#### [Exercise goal]
Exactly as written, return every line of the data below.

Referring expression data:
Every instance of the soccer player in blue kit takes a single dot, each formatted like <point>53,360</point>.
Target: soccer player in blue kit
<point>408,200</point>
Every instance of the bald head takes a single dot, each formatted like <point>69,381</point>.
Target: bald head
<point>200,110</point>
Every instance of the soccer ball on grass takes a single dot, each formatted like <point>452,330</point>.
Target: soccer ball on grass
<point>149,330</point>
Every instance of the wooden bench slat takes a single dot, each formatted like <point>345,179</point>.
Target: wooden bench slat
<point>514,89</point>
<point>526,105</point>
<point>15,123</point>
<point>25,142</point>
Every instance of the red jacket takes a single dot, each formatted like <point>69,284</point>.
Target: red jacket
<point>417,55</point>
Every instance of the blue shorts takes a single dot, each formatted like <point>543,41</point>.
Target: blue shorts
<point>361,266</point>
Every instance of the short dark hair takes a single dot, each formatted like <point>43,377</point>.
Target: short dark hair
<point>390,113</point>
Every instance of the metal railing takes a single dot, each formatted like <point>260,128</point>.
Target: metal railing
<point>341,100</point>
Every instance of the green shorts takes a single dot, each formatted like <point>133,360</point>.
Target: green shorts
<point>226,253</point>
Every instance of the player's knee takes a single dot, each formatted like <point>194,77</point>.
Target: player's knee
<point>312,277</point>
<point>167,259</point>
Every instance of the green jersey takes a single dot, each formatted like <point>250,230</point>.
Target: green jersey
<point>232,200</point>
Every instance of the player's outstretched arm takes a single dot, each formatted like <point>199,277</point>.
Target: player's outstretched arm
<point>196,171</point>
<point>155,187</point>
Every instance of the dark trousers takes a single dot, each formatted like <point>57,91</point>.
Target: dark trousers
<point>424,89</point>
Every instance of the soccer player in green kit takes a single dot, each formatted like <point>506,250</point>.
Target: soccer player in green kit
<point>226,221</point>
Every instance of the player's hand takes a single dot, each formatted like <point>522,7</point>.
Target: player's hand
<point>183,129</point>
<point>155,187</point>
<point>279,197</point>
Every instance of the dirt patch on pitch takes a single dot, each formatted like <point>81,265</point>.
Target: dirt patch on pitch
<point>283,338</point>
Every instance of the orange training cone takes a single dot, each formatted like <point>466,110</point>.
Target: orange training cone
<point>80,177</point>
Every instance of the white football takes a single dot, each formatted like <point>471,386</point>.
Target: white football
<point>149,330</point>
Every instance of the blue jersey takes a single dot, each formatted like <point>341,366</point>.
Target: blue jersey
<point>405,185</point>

#### [Solved exercise]
Every instance of the soccer player in blue kit takes a single dot, each formatted like <point>53,360</point>.
Target: soccer player in blue kit
<point>408,200</point>
Every instance of the bald head takes a single dot, each formatted like <point>69,381</point>.
Target: bald head
<point>200,110</point>
Every instance of the soccer ball on grass takes a single dot, each formatted like <point>452,330</point>.
Target: soccer ball on grass
<point>149,330</point>
Every instance of the wooden bench slat takes a single dot, each formatted like <point>345,179</point>.
Target: wooden bench slat
<point>514,89</point>
<point>526,105</point>
<point>15,123</point>
<point>25,142</point>
Every instance of the red jacket takes a single dot, each formatted like <point>69,284</point>.
Target: red jacket
<point>417,55</point>
Every instance of the blue shorts takes a single dot, each formatted like <point>543,41</point>.
Target: blue shorts
<point>361,266</point>
Every instance of the short dark hair takes a single dot, each formatted like <point>43,377</point>.
Target: short dark hair
<point>390,113</point>
Every instance of the metal railing takes a single dot, each formatted like <point>260,128</point>.
Target: metal railing
<point>341,100</point>
Every instance of the green shorts takes a single dot, each formatted like <point>133,360</point>.
Target: green shorts
<point>226,253</point>
Every instance of the player's knee takes a single dot, each formatted like <point>194,77</point>.
Target: player's knee
<point>312,277</point>
<point>167,259</point>
Every instance of the green jersey takes a single dot, each formatted like <point>250,230</point>.
Target: green jersey
<point>232,200</point>
Every instance of the player's outstretched arm takes a single dot, each formatted like <point>199,277</point>.
Target: player's outstretched arm
<point>196,171</point>
<point>155,187</point>
Every instance of the dark trousers takes a single dot, each formatted like <point>57,91</point>.
Target: dark trousers
<point>424,89</point>
Every instance of the soccer player in green kit takes a single dot, each formatted like <point>506,250</point>.
Target: soccer player in green kit
<point>226,221</point>
Every instance of the player's hand takes a single dot, each formatted like <point>522,7</point>.
Target: player's hand
<point>183,129</point>
<point>155,187</point>
<point>279,197</point>
Every instance of the dirt patch on pitch takes a single dot, each formatted like <point>81,265</point>.
Target: dirt patch on pitch
<point>283,338</point>
Every instance of the orange training cone takes a single dot, each formatted like <point>466,110</point>.
Target: orange training cone
<point>80,177</point>
Every instance of the white football takes a single dot, each formatted like <point>471,386</point>.
Target: white football
<point>149,330</point>
Every instance of the blue jersey takes a single dot, each formatted like <point>341,366</point>.
Target: blue jersey
<point>405,185</point>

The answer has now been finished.